* _ACTION ITEM_
What is needed here is an exact copy of all the data.

* _Natural language region descriptions_
══════════

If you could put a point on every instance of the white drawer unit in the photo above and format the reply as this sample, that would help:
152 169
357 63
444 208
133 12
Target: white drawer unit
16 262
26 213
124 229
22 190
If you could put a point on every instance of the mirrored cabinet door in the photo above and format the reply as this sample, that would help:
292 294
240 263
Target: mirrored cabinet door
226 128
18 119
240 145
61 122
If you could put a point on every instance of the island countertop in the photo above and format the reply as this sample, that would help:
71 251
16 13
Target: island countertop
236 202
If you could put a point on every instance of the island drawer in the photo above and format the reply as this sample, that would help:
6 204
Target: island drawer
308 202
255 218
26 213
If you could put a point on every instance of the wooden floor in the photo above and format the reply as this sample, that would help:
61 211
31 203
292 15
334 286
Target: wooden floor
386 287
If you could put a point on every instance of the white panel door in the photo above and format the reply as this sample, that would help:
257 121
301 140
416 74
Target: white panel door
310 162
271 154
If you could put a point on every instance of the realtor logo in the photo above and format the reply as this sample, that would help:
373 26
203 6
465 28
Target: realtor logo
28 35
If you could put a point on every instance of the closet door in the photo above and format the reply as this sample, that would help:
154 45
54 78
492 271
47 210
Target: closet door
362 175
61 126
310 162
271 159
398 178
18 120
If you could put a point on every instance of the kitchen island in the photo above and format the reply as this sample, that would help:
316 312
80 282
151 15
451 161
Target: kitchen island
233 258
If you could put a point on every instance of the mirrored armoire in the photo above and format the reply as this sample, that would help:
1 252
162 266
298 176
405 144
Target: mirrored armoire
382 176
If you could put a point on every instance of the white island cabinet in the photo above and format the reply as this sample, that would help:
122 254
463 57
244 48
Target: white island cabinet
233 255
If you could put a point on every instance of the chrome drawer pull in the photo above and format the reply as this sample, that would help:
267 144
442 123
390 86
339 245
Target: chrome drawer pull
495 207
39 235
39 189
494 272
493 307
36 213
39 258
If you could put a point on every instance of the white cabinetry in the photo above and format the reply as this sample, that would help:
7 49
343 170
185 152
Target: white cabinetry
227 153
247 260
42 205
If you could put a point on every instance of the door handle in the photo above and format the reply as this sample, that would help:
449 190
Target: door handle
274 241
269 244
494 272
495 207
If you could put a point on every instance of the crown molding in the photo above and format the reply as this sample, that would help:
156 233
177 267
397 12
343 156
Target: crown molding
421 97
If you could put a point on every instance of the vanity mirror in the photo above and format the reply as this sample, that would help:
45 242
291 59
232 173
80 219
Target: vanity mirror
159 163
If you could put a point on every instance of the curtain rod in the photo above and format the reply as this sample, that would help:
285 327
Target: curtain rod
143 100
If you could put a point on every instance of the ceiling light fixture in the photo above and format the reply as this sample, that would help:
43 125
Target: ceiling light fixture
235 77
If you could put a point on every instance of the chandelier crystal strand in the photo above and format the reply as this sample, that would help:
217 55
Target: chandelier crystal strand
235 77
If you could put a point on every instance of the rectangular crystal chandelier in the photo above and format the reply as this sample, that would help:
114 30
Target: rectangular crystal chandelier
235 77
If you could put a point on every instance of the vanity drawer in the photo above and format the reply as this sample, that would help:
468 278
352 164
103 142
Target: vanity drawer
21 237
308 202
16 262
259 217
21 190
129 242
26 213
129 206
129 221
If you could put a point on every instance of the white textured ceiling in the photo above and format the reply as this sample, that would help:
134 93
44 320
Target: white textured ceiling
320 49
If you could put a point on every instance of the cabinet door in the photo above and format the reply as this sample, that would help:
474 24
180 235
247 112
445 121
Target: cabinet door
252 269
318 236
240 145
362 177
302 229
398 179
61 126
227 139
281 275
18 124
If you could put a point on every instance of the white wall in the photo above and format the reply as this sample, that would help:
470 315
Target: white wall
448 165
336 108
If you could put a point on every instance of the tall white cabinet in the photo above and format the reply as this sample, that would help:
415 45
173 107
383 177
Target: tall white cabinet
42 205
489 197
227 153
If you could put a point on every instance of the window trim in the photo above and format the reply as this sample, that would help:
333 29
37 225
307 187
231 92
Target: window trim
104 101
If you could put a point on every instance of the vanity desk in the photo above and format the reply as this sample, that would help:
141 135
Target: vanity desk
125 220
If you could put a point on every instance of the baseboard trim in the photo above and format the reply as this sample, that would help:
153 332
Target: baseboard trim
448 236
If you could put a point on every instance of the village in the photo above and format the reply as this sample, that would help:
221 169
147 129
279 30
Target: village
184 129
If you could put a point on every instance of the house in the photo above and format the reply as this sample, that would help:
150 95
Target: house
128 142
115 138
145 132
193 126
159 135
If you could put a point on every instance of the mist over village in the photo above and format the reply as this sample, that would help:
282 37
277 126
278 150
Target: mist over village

══════════

* _SOLUTION TO THIS PROBLEM_
If you could put a point on every instance of the white drawer unit in the photo above and format the reply as this sample, that would help:
152 169
357 63
444 208
133 12
Target: white drawer unit
16 262
26 213
124 229
22 190
If you could put a point on every instance of the mirrored cabinet door in the photo above and format the reply as this sample, that would help:
292 294
240 263
Target: mirrored cabinet door
226 128
18 119
240 145
61 122
If you could put a point on every instance of the island countertop in the photo above and format the reply as this sample, that would help:
71 251
16 13
Target: island countertop
236 202
If you could put a point on every instance of the island drawer in the photo above and format the reply as this sample, that would help:
6 204
Target: island drawer
308 202
255 218
26 213
If you could put a point on every instance of the wooden floor in the photo above and format the reply as this sample, that would help:
61 211
31 203
292 15
334 286
Target: wooden floor
386 287
If you could put a point on every instance of the white panel door in the photo above and format the reply as this sample, that would help:
257 121
301 140
416 74
Target: white panel door
310 162
271 154
If you could put a point on every instance of the realtor logo in the photo above and format the reply as this sample, that would help:
373 26
203 6
465 28
Target: realtor logo
28 35
If you could put a point on every instance of the closet door in the photo above and format the reply as this sample, that would help:
154 45
54 78
492 271
47 210
Target: closet door
362 175
61 126
310 162
271 159
398 178
18 120
If you could put a point on every instance of the kitchen island in the photo above and format the reply as this sample, that would help:
316 312
80 282
151 15
451 161
Target: kitchen island
233 258
If you could put a point on every instance of the mirrored armoire in the photo above and format the reply as this sample, that would help:
1 252
162 266
298 176
405 144
Target: mirrored armoire
382 176
If you could put a point on every instance of the white island cabinet in the photo above and format the reply as this sample, that would help:
122 254
463 57
244 48
Target: white island cabinet
233 255
If you could put a point on every instance of the chrome drawer pull in the photo above and format the reply as this sample, that would help:
267 144
442 123
390 86
339 245
Target: chrome drawer pull
495 207
39 235
39 189
494 272
493 307
36 213
39 258
If you could put a point on every instance of the white cabinetry in the photo above and format the reply as this sample, that would help:
7 49
343 170
185 152
Target: white cabinetry
227 153
247 260
42 205
If you could put a point on every instance of the door handle in the photo above and format the reply as this sample, that would help:
449 190
Target: door handle
274 241
269 244
494 272
495 207
If you could put a point on every instance of the crown molding in the photo above and format the reply as this sample, that would help:
156 233
177 267
397 12
343 156
Target: crown molding
421 97
If you could put a point on every instance of the vanity mirror in the photo above and format the reply as this sample, that would help:
45 242
291 59
232 173
80 219
Target: vanity mirror
159 163
If you could put a point on every instance of the curtain rod in the photo above and format the reply as this sample, that would help:
285 327
Target: curtain rod
143 100
If you could put a point on every instance of the ceiling light fixture in the photo above and format the reply as this sample, that would help:
43 125
Target: ceiling light fixture
235 77
If you could put a point on every instance of the chandelier crystal strand in the photo above and format the reply as this sample, that would help:
217 55
Target: chandelier crystal strand
235 77
If you could put a point on every instance of the rectangular crystal chandelier in the photo above and format the reply as this sample, that would help:
114 30
Target: rectangular crystal chandelier
235 77
If you could put a point on every instance of the vanity drawer in the photo above and format the reply as this sample, that would help:
468 278
352 164
103 142
Target: vanity drawer
21 237
308 202
16 262
259 217
21 190
129 242
26 213
129 206
129 221
If you could put a point on every instance of the white textured ceiling in the photo above and format the reply as this sample, that would help:
134 93
44 320
Target: white textured ceiling
320 49
If you could put a point on every instance of the cabinet door in the photo above and format the reply as this sample, that would help:
474 24
180 235
247 112
445 121
Target: cabinet door
252 269
318 236
240 145
362 177
302 229
398 179
61 126
227 139
281 275
18 124
If you could put a point on every instance of the white wall in the photo above and format the reply as this sample, that would help:
470 315
Target: white wall
448 165
336 108
If you could put a point on every instance of the tall white cabinet in the photo above and format the reply as this sample, that would help:
415 45
173 107
383 177
Target: tall white cabinet
42 205
489 197
227 153
If you could put a point on every instance of the window trim in the photo above and format the reply as this sample, that would help:
333 29
37 225
307 187
231 92
Target: window trim
104 101
If you could put a point on every instance of the vanity desk in the photo above and format the reply as this sample, that would help:
141 135
Target: vanity desk
125 220
If you could put a point on every instance of the baseboard trim in the photo above and format the reply as this sample, that would help:
153 332
Target: baseboard trim
448 236
If you could put a point on every instance of the village in the photo above and format the reply as this sample, that would help:
221 169
147 129
279 30
Target: village
184 129
If you could put a point on every instance of the house in the photo above and format the reply as this sample, that would help:
150 95
Target: house
128 142
115 138
145 132
193 126
159 135
If you could put a point on every instance of the mist over village in the photo above and format the reply as this sample, that would help:
282 37
277 126
278 150
Target: mist over village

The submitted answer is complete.